文書抜粋 -
────
MM:サボテン愛好家の寄り合いで、どこそこの誰かが素晴らしいディオスコレアを栽培してるとか、年を取って世話をするのが大変になってきたのでコレクションを売るつもりらしいなんて話を耳に挟んだら、即、次の日にトラックに飛び乗って会いに行く。コーヒーとドーナツを手土産にしてね。そういう年季の入った栽培家とお近づきになって、実際に会う算段をつけるには、それなりの手順を踏まなきゃいけない。大抵、最初は用心深くて口も堅い。25歳のときから今や75歳!まで、手塩にかけてサボテンを育てたような人たちだから、そりゃ当然だよね。生涯をかけた情熱や取り組みを、その人たちが生活している場所で直に目にできるのが、いちばん感動的な部分だよ。

CC:そういう人たちとの関係が、ほかのプロジェクトにも繋がってくる。例えば今マックスが着てるシャツは、栽培歴40余年のベテランがデザインしたんだよ。去年僕たちをチリのアタカマ砂漠へ案内してくれた人物で、世界でいちばん乾燥したアタカマ砂漠で育つ、すごく特殊なサボテン属の秘密の生息場所を見せてくれたんだ。おまけにサンドイッチも作ってくれたし、ペットのトカゲを抱く体験もさせてくれた(笑)。

自然の生息地から植物を持ち帰る場合の、倫理的なガイドラインは?

CC:僕らは、そういうことはしない。生息地で自生している植物の根は、決して荒らさない。

MM:幸運なことに、今は、そういう生息地の多くが保護区になっている。世界的に、サボテンや多肉植物の取引は急激に増加しているのが現状で、生息地で採取した植物は引く手あまただ。普通に手に入るものは大抵が温室栽培で、温室育ちと天然ものとはかなり外見も違ってくる。自然界での成長はすごく遅いしね。1年に1~2ミリしか成長しないアズテキウムが硬貨の大きさになるまで50年も待つ気がないと、地元の人を買収して採取させるんだ。

つまり、非合法なブラック マーケットがあると?

MM:ブラック マーケットは世界中にあるよ。特に、アジアと東欧が活発だ。実際、大きな問題になりつつある。僕たちは、厳密に、現地で見て写真を撮るだけ。

これまで店頭に並べたなかで、いちばんレアだったのは?
────
ポイント形式のアノテーションデータ -
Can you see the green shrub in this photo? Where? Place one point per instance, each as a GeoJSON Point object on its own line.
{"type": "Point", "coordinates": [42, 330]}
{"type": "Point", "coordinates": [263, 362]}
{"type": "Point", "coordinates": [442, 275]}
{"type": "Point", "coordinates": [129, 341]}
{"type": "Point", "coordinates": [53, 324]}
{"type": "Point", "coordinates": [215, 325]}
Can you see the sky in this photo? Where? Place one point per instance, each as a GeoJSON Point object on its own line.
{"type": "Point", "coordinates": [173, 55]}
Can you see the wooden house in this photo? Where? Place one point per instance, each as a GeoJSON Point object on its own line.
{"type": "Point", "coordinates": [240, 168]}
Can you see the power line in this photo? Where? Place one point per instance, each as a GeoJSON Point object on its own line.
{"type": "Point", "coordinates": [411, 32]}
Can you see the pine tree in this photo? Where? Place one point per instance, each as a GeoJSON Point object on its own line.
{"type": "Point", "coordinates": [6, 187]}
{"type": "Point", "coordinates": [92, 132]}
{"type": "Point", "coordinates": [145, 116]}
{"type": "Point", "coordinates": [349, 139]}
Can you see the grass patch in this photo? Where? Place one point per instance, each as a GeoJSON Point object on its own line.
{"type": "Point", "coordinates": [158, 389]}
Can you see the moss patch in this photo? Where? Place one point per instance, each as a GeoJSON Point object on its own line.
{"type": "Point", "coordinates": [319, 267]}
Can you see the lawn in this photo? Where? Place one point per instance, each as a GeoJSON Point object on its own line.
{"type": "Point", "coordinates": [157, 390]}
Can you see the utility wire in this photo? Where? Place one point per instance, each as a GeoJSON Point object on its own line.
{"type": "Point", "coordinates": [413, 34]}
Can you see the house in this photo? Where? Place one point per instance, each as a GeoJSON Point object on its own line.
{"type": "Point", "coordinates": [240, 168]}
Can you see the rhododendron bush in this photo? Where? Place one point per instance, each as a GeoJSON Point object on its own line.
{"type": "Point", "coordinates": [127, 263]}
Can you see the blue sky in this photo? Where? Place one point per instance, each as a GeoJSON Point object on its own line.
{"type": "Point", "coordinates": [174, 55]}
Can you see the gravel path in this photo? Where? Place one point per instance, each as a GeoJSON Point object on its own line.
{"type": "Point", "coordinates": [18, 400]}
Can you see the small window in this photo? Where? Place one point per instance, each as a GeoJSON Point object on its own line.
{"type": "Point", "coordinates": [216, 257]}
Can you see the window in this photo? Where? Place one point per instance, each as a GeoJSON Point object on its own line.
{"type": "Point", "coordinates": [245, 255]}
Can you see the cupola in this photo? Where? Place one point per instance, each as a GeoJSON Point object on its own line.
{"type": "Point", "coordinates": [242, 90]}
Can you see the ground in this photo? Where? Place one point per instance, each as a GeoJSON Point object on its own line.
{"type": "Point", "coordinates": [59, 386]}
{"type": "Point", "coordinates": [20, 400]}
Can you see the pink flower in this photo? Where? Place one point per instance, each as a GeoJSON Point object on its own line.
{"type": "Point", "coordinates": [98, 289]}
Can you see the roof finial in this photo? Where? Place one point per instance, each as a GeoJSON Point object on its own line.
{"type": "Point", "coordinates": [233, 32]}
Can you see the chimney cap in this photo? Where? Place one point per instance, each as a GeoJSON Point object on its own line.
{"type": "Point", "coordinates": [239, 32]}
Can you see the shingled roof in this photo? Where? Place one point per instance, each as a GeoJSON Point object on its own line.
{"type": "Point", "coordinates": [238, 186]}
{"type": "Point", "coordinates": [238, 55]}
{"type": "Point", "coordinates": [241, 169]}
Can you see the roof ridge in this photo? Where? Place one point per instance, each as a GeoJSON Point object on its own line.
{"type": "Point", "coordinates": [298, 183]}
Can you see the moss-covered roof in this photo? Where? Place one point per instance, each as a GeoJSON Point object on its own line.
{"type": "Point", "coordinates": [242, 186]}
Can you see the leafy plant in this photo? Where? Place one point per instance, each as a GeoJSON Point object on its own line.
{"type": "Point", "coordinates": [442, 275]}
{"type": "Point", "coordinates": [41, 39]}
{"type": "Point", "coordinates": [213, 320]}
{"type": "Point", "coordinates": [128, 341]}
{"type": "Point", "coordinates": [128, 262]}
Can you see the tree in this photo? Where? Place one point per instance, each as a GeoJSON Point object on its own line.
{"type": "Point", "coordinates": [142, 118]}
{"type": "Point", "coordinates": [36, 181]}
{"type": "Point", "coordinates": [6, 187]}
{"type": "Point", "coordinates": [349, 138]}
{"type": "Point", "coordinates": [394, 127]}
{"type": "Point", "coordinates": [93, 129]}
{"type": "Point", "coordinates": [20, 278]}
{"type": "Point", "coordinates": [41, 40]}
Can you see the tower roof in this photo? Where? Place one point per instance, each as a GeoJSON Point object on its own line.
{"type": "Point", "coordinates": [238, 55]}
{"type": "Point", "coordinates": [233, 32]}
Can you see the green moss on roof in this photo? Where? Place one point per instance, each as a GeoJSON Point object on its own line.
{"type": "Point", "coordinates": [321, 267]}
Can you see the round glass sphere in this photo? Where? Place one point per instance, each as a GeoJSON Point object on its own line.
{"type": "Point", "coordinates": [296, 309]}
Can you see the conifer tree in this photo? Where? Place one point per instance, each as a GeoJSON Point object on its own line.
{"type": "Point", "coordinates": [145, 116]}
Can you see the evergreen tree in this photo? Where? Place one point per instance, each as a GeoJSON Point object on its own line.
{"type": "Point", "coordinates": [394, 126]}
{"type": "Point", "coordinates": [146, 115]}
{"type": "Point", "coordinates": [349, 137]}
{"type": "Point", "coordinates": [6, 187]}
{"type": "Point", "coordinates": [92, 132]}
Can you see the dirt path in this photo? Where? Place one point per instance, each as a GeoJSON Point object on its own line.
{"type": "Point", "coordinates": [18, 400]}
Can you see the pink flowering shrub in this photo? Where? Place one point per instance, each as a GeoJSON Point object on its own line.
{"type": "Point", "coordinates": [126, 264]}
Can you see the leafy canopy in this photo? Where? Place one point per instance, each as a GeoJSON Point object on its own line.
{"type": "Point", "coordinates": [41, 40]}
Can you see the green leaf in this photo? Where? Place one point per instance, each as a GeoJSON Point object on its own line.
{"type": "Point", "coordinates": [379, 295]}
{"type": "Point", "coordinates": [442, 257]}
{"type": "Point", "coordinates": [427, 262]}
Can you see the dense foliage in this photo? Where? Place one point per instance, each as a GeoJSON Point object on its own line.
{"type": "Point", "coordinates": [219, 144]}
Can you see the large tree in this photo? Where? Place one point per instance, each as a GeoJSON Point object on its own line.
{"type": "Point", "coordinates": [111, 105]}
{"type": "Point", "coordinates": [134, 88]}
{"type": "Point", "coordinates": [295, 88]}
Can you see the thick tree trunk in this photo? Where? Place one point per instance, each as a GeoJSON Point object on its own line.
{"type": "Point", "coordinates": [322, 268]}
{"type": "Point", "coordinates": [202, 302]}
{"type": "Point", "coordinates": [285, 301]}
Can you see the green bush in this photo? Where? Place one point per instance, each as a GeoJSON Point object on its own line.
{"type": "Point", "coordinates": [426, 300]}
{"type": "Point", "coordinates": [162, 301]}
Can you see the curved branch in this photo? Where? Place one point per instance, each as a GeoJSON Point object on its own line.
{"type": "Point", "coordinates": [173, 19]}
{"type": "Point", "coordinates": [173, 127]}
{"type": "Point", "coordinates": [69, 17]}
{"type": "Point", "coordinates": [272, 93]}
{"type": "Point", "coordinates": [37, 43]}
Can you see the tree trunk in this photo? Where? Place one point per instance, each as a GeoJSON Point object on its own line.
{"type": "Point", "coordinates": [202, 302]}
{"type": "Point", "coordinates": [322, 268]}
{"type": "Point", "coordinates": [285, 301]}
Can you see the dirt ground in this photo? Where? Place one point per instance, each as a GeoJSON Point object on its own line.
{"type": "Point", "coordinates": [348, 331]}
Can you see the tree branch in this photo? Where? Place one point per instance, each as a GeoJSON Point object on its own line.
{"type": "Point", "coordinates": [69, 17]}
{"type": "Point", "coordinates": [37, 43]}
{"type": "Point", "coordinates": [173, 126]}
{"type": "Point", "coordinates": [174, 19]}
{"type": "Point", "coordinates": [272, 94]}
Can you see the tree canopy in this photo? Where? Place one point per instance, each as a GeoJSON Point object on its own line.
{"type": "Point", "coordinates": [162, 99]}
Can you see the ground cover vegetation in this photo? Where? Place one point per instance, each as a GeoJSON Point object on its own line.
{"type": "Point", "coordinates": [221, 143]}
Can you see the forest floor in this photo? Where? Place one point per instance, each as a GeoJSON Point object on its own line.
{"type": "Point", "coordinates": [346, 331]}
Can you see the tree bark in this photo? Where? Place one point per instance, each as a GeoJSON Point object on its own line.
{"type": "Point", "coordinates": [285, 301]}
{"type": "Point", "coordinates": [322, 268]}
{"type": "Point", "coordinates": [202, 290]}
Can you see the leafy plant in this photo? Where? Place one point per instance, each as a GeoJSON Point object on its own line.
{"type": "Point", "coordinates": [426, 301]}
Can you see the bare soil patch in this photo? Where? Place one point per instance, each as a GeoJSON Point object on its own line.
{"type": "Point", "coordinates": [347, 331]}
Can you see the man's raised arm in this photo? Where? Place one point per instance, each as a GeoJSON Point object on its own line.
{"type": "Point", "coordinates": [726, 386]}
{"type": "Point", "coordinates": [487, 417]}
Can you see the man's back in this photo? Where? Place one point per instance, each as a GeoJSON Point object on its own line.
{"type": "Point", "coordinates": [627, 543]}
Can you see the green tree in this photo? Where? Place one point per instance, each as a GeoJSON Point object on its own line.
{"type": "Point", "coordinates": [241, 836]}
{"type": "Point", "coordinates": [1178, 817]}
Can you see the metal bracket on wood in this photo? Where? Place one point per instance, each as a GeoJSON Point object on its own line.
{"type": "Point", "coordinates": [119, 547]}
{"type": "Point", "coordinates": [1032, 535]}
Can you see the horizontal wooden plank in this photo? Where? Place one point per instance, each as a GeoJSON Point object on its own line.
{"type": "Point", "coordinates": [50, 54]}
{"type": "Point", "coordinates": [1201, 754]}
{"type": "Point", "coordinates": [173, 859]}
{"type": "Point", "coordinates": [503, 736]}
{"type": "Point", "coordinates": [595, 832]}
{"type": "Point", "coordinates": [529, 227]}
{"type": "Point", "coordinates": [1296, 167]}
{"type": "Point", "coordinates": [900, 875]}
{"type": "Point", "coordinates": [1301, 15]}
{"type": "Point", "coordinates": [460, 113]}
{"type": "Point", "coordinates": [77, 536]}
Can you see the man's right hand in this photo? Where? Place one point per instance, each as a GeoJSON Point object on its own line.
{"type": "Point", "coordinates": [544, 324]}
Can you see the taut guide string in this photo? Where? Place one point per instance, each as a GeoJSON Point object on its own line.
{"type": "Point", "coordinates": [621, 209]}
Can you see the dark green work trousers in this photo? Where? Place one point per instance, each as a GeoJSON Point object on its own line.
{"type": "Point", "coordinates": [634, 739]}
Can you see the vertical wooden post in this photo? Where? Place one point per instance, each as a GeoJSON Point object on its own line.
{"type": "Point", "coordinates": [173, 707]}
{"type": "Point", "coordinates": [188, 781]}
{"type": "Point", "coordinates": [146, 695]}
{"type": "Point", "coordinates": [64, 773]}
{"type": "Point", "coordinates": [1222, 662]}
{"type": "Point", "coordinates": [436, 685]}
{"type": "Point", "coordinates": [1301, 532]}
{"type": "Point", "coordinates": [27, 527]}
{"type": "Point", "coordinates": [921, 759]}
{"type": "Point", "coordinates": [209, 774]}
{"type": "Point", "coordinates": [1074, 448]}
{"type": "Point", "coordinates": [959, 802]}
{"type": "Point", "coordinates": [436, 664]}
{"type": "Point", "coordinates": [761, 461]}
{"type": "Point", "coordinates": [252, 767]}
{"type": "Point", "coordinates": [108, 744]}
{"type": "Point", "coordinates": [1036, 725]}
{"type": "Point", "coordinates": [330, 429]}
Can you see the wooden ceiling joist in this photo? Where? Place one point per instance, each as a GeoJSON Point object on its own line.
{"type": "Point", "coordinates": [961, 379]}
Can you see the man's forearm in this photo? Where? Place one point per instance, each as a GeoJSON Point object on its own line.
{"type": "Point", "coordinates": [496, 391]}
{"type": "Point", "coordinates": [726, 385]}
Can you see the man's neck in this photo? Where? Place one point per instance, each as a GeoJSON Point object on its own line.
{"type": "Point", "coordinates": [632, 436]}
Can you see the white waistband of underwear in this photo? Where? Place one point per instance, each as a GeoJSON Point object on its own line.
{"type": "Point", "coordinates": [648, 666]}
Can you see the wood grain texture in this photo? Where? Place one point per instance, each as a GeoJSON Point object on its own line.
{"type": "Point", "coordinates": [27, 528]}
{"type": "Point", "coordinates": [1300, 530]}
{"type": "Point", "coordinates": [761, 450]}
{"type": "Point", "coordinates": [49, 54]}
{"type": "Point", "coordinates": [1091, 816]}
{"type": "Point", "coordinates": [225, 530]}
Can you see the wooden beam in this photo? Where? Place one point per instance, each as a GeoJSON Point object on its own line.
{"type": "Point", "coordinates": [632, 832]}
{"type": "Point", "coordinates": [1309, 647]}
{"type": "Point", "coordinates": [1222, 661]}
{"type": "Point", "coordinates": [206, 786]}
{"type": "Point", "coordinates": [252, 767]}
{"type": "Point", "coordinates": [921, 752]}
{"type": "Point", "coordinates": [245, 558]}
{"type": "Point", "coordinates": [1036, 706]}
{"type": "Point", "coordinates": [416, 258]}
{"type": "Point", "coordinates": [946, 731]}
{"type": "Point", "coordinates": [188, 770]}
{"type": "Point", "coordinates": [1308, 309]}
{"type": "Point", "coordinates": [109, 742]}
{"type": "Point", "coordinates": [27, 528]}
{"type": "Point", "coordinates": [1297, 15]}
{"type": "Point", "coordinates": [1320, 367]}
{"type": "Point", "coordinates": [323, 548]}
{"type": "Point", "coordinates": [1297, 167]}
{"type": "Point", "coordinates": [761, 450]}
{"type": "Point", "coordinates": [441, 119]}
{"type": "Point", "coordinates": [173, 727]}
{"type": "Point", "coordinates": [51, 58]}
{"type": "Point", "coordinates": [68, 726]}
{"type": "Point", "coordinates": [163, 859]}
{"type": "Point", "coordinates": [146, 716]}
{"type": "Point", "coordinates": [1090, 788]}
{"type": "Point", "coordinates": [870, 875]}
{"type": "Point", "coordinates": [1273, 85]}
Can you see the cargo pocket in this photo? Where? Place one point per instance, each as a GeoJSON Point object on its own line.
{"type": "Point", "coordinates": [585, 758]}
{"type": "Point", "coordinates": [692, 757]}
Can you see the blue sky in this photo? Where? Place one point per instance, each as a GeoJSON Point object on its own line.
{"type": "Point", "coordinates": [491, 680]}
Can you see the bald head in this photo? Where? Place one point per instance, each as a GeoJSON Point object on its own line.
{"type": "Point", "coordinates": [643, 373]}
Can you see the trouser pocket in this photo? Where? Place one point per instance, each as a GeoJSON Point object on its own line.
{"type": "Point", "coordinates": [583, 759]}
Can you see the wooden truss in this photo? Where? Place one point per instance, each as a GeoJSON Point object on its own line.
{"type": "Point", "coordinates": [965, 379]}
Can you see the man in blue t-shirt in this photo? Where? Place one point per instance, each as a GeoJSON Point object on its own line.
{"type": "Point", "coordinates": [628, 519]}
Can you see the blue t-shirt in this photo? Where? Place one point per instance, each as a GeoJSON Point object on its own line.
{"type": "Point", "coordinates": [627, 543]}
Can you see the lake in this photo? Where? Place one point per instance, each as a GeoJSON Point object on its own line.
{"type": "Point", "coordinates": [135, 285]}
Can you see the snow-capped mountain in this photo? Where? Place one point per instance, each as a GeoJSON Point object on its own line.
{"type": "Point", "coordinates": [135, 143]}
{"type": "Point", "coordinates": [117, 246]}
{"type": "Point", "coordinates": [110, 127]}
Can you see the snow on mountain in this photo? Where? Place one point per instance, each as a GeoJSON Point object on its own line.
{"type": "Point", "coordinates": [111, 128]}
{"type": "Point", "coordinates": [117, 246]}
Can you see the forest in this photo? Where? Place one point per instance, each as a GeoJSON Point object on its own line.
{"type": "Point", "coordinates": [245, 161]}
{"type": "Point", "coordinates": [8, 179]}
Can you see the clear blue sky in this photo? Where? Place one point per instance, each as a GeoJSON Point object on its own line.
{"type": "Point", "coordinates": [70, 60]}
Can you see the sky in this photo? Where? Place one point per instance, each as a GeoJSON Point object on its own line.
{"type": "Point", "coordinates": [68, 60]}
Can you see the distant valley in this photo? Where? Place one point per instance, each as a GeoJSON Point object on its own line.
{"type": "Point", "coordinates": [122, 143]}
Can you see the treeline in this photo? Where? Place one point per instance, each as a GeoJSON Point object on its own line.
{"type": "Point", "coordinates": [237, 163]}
────
実施する課題 -
A - サボテン栽培を語る文書抜粋によると、アズテキウムは1年にどれくらい成長しますか?
B - 文書抜粋の「幸運なことに、今は」で始まる段落を、主な事実を残して箇条書きにまとめられますか?
C - 文書抜粋にある「生息地で自生している植物の根は、決して荒らさない。」という一文を英語に訳すとどうなりますか?
文書抜粋の記述だけを根拠にしてください。

解答一覧 -
A - 1年に1~2ミリです。

B -
- 現在、多くの生息地は保護区になっている。
- 世界的にサボテンや多肉植物の取引が急増しており、生息地で採取された植物の需要が高い。
- 一般に手に入るものはたいてい温室栽培で、天然ものとは外見がかなり違う。
- 自然界での成長は非常に遅い。
- 年に1~2ミリしか育たないアズテキウムが硬貨大になるまで50年も待てない人は、地元の人を買収して採取させる。

C - We never disturb the roots of plants growing wild in their natural habitats.